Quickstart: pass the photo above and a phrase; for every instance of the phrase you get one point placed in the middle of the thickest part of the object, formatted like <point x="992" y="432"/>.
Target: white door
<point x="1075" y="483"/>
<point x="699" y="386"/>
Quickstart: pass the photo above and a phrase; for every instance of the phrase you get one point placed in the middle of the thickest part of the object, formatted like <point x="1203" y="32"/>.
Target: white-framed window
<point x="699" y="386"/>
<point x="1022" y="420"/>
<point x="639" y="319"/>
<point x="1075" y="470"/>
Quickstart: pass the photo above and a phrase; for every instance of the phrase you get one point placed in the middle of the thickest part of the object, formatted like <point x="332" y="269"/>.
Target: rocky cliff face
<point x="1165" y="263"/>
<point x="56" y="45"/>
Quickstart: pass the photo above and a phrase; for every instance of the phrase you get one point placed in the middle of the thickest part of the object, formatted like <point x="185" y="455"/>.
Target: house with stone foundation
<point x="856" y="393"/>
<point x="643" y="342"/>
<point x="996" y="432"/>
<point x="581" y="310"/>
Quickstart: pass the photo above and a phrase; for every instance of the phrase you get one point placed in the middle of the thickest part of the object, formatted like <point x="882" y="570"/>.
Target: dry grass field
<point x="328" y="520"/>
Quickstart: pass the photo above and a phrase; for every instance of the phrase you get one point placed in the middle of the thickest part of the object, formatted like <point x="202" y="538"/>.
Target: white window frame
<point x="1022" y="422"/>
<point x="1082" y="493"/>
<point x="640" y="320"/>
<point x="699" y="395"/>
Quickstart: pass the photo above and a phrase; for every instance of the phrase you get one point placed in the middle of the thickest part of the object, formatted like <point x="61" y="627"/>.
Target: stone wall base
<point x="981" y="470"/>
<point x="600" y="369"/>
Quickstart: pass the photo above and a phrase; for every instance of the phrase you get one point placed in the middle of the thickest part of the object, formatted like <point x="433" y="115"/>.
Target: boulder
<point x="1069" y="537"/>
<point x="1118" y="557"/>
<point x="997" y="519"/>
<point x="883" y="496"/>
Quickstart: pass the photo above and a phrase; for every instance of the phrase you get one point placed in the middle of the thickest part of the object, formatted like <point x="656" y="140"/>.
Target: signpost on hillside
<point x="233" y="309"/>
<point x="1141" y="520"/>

Written exercise: How many lines of the listing above contain the string "Target"? Case counts, and the reply should be the number alone.

Answer to the exercise: 9